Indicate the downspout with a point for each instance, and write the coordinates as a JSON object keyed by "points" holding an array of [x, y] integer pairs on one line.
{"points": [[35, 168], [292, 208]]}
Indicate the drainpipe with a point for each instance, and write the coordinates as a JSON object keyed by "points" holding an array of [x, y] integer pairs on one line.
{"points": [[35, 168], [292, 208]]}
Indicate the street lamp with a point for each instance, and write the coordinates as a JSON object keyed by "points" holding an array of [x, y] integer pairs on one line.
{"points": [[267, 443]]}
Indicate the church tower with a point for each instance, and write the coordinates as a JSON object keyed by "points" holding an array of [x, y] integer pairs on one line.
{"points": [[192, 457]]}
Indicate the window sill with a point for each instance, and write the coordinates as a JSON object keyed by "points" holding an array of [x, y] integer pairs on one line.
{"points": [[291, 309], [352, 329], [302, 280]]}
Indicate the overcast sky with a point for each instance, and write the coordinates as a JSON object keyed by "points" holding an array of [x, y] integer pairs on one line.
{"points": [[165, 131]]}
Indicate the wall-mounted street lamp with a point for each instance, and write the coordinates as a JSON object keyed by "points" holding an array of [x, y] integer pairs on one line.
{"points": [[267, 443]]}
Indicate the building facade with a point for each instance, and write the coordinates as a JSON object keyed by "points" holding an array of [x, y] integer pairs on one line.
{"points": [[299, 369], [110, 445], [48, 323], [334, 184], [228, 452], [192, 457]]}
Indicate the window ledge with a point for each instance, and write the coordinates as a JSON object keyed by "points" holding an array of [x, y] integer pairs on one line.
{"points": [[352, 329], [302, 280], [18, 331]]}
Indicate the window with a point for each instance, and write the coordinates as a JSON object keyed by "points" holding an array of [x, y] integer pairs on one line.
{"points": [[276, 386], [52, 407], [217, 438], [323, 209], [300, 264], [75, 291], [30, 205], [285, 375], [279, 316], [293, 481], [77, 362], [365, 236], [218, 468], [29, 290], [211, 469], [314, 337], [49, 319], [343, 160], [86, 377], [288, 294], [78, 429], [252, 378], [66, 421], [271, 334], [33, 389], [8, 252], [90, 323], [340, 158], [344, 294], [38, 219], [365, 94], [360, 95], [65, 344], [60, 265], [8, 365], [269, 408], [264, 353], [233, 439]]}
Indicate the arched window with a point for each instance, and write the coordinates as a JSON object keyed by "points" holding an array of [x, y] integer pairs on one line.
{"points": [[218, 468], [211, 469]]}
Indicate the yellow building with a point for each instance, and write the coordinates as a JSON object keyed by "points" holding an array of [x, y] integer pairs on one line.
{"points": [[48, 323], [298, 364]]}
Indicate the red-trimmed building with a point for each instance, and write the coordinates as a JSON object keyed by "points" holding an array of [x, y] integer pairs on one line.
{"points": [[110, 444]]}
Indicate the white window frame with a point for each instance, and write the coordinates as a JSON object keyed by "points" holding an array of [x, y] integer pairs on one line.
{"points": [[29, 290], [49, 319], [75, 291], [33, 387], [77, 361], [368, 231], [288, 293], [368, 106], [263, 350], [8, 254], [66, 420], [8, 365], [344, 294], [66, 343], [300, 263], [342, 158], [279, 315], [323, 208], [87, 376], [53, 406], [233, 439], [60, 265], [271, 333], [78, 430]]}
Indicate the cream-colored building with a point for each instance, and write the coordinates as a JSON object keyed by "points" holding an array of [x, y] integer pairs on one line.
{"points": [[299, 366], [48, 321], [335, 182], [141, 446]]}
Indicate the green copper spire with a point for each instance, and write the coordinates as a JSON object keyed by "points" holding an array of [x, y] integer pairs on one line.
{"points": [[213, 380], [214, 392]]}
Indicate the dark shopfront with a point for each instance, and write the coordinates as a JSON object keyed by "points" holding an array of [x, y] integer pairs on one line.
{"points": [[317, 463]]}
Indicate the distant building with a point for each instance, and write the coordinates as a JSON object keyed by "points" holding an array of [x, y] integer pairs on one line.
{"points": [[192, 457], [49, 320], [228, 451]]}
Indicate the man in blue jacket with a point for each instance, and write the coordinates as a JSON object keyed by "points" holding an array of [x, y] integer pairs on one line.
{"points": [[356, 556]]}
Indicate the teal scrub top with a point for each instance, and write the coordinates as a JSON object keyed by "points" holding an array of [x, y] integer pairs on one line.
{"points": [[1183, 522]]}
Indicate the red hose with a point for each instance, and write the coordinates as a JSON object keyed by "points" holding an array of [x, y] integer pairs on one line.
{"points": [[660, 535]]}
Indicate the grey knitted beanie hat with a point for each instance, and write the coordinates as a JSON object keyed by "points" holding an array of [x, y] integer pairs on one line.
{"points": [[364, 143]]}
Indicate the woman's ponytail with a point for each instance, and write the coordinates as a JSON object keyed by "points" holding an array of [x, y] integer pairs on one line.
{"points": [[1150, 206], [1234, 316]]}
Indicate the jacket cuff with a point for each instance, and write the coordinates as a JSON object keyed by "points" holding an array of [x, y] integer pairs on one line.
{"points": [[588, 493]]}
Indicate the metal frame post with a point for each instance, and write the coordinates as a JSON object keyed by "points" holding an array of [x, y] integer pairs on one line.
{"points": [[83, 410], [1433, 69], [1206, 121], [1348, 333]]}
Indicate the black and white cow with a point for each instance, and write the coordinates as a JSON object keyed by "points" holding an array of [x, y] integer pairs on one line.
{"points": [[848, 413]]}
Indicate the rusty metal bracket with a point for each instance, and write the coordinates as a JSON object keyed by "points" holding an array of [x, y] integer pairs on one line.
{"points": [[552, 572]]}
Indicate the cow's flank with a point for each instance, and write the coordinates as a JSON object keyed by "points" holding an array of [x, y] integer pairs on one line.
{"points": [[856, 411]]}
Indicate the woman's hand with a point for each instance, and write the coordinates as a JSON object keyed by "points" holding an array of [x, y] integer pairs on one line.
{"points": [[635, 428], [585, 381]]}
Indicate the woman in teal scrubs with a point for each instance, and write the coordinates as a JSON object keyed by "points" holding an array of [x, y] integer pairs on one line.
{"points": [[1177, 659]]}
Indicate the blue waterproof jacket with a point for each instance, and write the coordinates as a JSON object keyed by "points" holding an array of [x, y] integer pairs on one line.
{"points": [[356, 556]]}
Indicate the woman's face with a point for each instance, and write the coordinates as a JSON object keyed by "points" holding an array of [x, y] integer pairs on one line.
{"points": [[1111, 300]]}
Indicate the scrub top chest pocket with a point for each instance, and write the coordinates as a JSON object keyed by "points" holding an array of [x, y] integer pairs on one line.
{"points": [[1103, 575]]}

--- PROBLEM TO WORK ON ---
The exact wording of every entry above should be written out again.

--- SOLVED EXERCISE ---
Indicate the downspout with a point for each instance, and write the coordinates as a JSON object keyed by "points" holding an array of [x, y] integer pairs on one line.
{"points": [[35, 168], [292, 208]]}
Indicate the drainpipe with a point for each instance, and write the coordinates as a JSON object keyed by "points" holding an array of [x, y] integer pairs on one line.
{"points": [[35, 168], [292, 208]]}
Indicate the street lamp with a point for each instance, and write the coordinates as a JSON object keyed by "points" holding an array of [x, y] integer pairs on one line.
{"points": [[267, 443]]}
Indicate the church tower with a point for each instance, and write the coordinates as a JSON object keyed by "points" holding an array of [x, y] integer pairs on one line.
{"points": [[192, 457]]}
Indicate the window sill with a point for each instance, and write the coordinates as a JSON object keyed by "points" holding an array of [x, y] integer pairs on one line.
{"points": [[291, 309], [352, 329], [302, 280]]}
Indicate the overcast sky with a point for each instance, and write the coordinates as a JSON object keyed by "points" holding an array of [x, y] integer pairs on one line.
{"points": [[165, 131]]}
Indicate the wall-mounted street lamp with a point for each instance, and write the coordinates as a JSON object keyed by "points" holding an array of [x, y] integer pairs on one line.
{"points": [[267, 443]]}
Indicate the building facade with a point for each instance, and write the coordinates as a JSON object keyed by "points" holding an array of [x, y] integer pairs on one line.
{"points": [[299, 369], [110, 445], [48, 323], [334, 184], [228, 452], [192, 457]]}
Indicate the window ledge with a point for each instance, and write the coordinates as a JSON object keyed by "points" holding an array of [x, y] integer pairs on one line.
{"points": [[352, 329], [302, 280], [18, 331]]}
Indicate the window with a point for each instance, and write the coordinates as a JSON object keyed by "points" holding an array of [x, y] integer pairs on one line.
{"points": [[276, 386], [52, 407], [217, 438], [323, 209], [300, 264], [75, 291], [30, 205], [285, 375], [279, 316], [293, 481], [77, 362], [365, 236], [218, 468], [29, 290], [211, 469], [314, 337], [49, 319], [343, 160], [86, 377], [288, 294], [78, 429], [252, 378], [66, 421], [271, 334], [33, 389], [8, 252], [90, 323], [340, 158], [344, 294], [38, 219], [365, 94], [360, 95], [65, 344], [60, 265], [8, 365], [269, 408], [264, 353], [233, 439]]}
Indicate the arched window with a point for each instance, and write the coordinates as a JSON object keyed by "points" holding an array of [x, y] integer pairs on one line.
{"points": [[218, 468], [211, 469]]}
Indicate the yellow building with a point for each instance, and write the coordinates as a JSON object keyed by "points" holding an array of [x, y] integer pairs on one line.
{"points": [[48, 323], [298, 364]]}
Indicate the red-trimmed building with a point for each instance, and write the coordinates as a JSON object keyed by "points" holding an array of [x, y] integer pairs on one line.
{"points": [[110, 444]]}
Indicate the white window frame with a point for each instance, and write the coordinates as a JSON object keyed by "points" holding an array of [x, y] integer pairs on one line.
{"points": [[29, 290], [49, 319], [75, 291], [33, 387], [77, 361], [368, 231], [288, 293], [368, 106], [263, 350], [8, 254], [66, 420], [8, 365], [344, 294], [66, 343], [300, 263], [342, 158], [279, 315], [323, 208], [87, 376], [53, 406], [233, 439], [60, 265], [271, 333], [78, 430]]}
Indicate the cream-colored building with a point for each instance, and write the coordinates as a JSON object keyed by "points" holding an array of [x, y] integer pairs on one line.
{"points": [[299, 366], [48, 321], [335, 182], [141, 446]]}
Indicate the green copper spire with a point for each instance, and write the coordinates as a JSON object keyed by "points" holding an array of [x, y] integer pairs on one line.
{"points": [[213, 380], [214, 392]]}
Indicate the dark shopfront with a point for each instance, and write the coordinates as a JSON object keyed by "points" holding an array of [x, y] integer pairs on one line.
{"points": [[317, 463]]}
Indicate the distant building with a point for each instance, and write the coordinates as a JSON object keyed by "points" holding an array of [x, y] integer pairs on one line.
{"points": [[192, 457], [49, 320], [228, 451]]}
Indicate the man in blue jacket with a point for each instance, and write the coordinates as a JSON object keyed by "points" holding an array of [x, y] integer pairs on one line.
{"points": [[356, 556]]}
Indicate the teal scrub top with a point for each instance, and write the coordinates as a JSON object keyed by "points" holding an array of [x, y] integer pairs on one line.
{"points": [[1183, 522]]}
Indicate the red hose with a point for each instance, and write the coordinates as a JSON object keyed by "points" holding an array of [x, y] integer pairs on one line.
{"points": [[660, 535]]}
Indicate the grey knitted beanie hat with a point for each instance, and write the coordinates as a JSON object keyed by "points" holding an array of [x, y] integer pairs on one line.
{"points": [[364, 143]]}
Indicate the woman's ponytail with a point for each instance, and write the coordinates as a JSON object keyed by "points" holding an array of [x, y] integer pairs on one line.
{"points": [[1150, 206], [1234, 316]]}
Indicate the jacket cuff with a point for each instance, and write the coordinates as a JSON object keyed by "points" holding an array of [x, y] integer pairs on one line.
{"points": [[588, 493]]}
Indicate the metal frame post with a point for each instance, and write the coordinates as a JSON object keyed by "points" holding an array of [x, y] integer pairs on one line.
{"points": [[83, 410], [1433, 69], [1206, 121], [1348, 333]]}
Indicate the black and white cow with a point for each instance, and write the coordinates as a JSON object keyed by "points" holding an array of [x, y] integer pairs on one line.
{"points": [[848, 413]]}
Indicate the rusty metal bracket with a point for each instance, and write the coordinates as a JSON object keyed by "points" holding an array of [x, y] integer pairs on one line.
{"points": [[552, 572]]}
Indicate the cow's flank with a point for each instance, and write the coordinates as a JSON object keyed by "points" holding an array of [x, y] integer pairs on one line.
{"points": [[856, 411]]}
Indicate the woman's hand with a point for each instance, and write the coordinates as a JSON object keyed by "points" holding an array of [x, y] integer pairs on one line.
{"points": [[635, 428], [585, 381]]}
Indicate the woman in teal scrubs with a point for each instance, and write the coordinates as a JSON object keyed by "points" holding an array of [x, y] integer pairs on one line.
{"points": [[1177, 659]]}
Indicate the blue waterproof jacket with a point for each instance, and write the coordinates as a JSON object keyed by "points" holding an array of [x, y] integer pairs on one line.
{"points": [[356, 556]]}
Indicate the woman's face with a point for each instance, and write the coordinates as a JSON object keyed by "points" holding an array of [x, y] integer pairs on one line.
{"points": [[1111, 300]]}
Indicate the scrub top chest pocket with a point for each instance, and write the coordinates as a JSON object keyed by "points" holding an array of [x, y] integer pairs on one line.
{"points": [[1103, 575]]}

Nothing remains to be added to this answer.